*Text extract*
Actually this old question of romance vs. philosophy (nowadays we'd probably say ‘science’ in its place) is a notable theme of this poem. Keats of course sides with romance here, and I for my part am happy to agree with him. There's a beautiful passage about this in book 2 (ll. 229–238):

———— Do not all charms fly
At the mere touch of cold philosophy?
There was an awful rainbow once in heaven:
We know her woof, her texture; she is given
In the dull catalogue of common things.
Philosophy will clip an Angel's wings,
Conquer all mysteries by rule and line,
Empty the haunted air, and gnomed mine—
Unweave a rainbow, as it erewhile made
The tender-person'd Lamia melt into a shade.

Now, of course the well-known excuse of scientists, skeptics, philosophers and their ilk is that understanding a phenomenon doesn't necessarily detract from its charm, and may in fact add to it; for example, Richard Dawkins makes that argument in one of his books, Unweaving the Rainbow, whose title was in fact inspired by the lines quoted above. Such people do have a point, in a way; but at the same time, it's easier and more pleasant to get charmed by letting your imagination wander freely around a phenomenon that is unknown and not understood, whereas by committing yourself to a scientific approach you have basically chained your mind to reality such as it really is, regardless of whether you find it appealing or not.

Excerpts from point annotation data
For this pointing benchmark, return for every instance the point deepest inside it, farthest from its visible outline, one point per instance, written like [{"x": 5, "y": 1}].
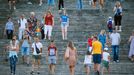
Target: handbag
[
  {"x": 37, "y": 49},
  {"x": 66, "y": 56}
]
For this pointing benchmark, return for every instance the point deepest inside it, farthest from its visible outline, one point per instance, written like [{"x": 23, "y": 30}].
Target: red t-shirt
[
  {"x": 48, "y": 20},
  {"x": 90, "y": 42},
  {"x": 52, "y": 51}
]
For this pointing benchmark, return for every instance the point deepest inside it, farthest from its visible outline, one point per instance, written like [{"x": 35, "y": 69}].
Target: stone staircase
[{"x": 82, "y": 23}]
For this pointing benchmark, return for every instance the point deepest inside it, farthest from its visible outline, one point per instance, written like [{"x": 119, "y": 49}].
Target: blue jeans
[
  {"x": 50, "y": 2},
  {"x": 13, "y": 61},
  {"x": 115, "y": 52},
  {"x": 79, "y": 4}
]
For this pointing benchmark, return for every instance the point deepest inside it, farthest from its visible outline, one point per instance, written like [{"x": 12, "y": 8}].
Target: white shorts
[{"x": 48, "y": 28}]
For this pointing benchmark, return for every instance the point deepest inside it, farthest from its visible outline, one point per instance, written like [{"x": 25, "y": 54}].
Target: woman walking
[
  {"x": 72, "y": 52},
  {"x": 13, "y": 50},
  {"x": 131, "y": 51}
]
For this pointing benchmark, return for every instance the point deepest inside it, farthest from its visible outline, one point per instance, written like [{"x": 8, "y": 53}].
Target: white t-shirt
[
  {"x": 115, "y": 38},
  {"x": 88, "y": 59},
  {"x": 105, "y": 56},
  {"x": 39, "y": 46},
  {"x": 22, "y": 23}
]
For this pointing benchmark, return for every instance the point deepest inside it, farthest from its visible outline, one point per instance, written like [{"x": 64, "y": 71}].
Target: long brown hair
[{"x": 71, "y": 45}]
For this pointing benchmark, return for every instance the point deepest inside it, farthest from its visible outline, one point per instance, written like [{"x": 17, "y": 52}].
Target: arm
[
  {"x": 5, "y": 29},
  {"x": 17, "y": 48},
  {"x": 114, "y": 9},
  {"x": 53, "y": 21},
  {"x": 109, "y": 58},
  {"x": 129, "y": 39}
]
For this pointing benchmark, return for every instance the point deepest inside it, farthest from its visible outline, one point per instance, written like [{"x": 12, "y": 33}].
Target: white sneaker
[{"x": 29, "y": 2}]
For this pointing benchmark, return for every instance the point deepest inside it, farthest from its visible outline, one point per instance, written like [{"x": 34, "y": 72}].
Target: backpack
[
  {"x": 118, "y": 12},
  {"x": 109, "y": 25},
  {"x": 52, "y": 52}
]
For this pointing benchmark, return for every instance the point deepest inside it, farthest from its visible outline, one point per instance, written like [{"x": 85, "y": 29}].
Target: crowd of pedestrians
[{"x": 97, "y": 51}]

==

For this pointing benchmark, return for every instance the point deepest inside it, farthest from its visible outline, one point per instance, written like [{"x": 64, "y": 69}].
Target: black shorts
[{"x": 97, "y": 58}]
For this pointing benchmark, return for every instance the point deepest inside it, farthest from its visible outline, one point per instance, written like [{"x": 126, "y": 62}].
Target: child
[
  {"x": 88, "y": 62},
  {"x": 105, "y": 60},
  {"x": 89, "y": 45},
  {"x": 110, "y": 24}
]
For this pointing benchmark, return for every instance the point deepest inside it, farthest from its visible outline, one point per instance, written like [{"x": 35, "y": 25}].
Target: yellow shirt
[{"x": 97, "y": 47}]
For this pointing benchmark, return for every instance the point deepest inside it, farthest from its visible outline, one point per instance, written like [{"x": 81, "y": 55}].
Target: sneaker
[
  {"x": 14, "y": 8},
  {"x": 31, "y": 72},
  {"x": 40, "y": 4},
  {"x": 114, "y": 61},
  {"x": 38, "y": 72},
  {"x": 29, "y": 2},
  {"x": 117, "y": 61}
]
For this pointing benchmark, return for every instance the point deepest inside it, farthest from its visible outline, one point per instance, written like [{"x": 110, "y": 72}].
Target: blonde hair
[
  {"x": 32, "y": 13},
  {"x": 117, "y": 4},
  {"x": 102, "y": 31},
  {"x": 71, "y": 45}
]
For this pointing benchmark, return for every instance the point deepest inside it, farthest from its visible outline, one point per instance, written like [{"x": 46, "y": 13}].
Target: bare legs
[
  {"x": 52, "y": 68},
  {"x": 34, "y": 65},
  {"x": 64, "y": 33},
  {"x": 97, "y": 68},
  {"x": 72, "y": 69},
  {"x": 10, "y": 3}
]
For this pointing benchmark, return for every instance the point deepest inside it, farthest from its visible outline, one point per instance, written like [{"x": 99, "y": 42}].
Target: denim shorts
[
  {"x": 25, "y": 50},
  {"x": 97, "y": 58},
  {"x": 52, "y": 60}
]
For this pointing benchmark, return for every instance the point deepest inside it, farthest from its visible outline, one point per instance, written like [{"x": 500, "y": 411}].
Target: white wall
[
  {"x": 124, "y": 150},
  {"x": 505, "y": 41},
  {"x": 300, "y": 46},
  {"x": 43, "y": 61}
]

---

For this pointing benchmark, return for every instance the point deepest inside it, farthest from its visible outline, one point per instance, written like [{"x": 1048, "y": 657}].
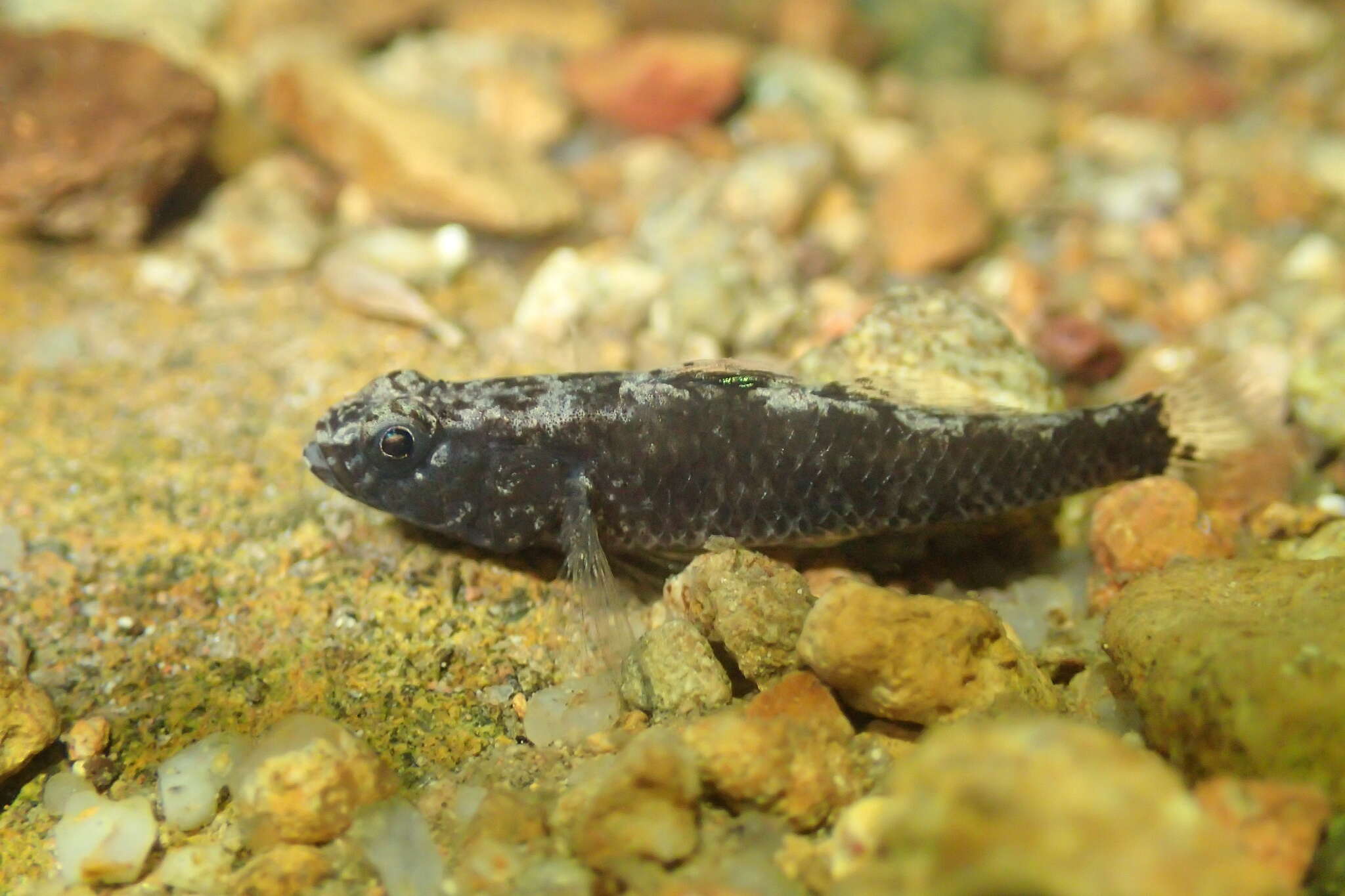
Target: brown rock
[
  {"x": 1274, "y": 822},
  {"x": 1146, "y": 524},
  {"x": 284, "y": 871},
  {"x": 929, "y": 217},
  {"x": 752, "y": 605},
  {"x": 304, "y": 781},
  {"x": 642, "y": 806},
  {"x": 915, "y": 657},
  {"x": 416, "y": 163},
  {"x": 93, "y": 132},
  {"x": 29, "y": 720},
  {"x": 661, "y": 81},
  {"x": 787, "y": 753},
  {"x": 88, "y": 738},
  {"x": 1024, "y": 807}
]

*Requirements*
1. In the commentary on Keats and cold philosophy, which book by Richard Dawkins took its title from the quoted lines?
2. Write the next part of the commentary on Keats and cold philosophy, starting after its final sentence.

*Outputs*
1. Unweaving the Rainbow

2.
Of course, while being charmed by Keats's take on the story, my more practical side couldn't help wondering how the relationship between Lycius and Lamia would work in practice. What would it be like to be in a relationship with an immortal person? How would Lycius react in a couple decades time when he realizes that she doesn't age? If she cuts her finger, does she bleed? What happens if she gets squished in a car accident? Will she find someone new after he dies, and so on indefinitely? How will she deal when she reaches the modern time, when they will ask to see her papers before she can get married, and when her next Lycius will become suspicious why she isn't filing out an income tax form every year?

Incidentally, before reading this poem, my vague idea of the word ‘lamia’ was that it refers to some kind of vampire, as I remembered seeing it in a fake Latin phrase occasionally found on the web: “nunquam lamiae morde me dice”, meaning “never say ‘bite me’ to a vampire” :) See also the Wikipedia page about Lamia for several beautiful pre-Raphaelite paintings on the subject.

Isabella, or The Pot of Basil

Another very pleasant and touching narrative poem, based on a story from the Decameron. Isabella and Lorenzo fall in love, but alas! she is from a rich merchant family and he is just the servant employed by Isabella's two brothers. When the brothers find out about this, they secretly murder Lorenzo and tell Isabella that they sent him away on a long business voyage. Three months later, his fate is revealed to Isabella in a vision, she finds his grave, digs up poor Lorenzo's head and buries it in a pot of basil, which she then proceeds to water with her copious tears. The brothers eventually take even this pot away from her, and she dies of grief.

I was particularly impressed by stanza 51, in which Isabel digs up Lorenzo's corpse (remember that he has been buried for three months):

In anxious secrecy they took it home,
    And then the prize was all for Isabel:
She calm'd its wild hair with a golden comb,
    And all around each eye's sepulchral cell
Pointed each fringed lash; the smeared loam
    With tears, as chilly as a dripping well,
She drench'd away:—and still she comb'd, and kept
Sighing all day—and still she kiss'd, and wept.

On the one hand, of course: ewwwwwwww. I mean, it's a three-month-old corpse, come on.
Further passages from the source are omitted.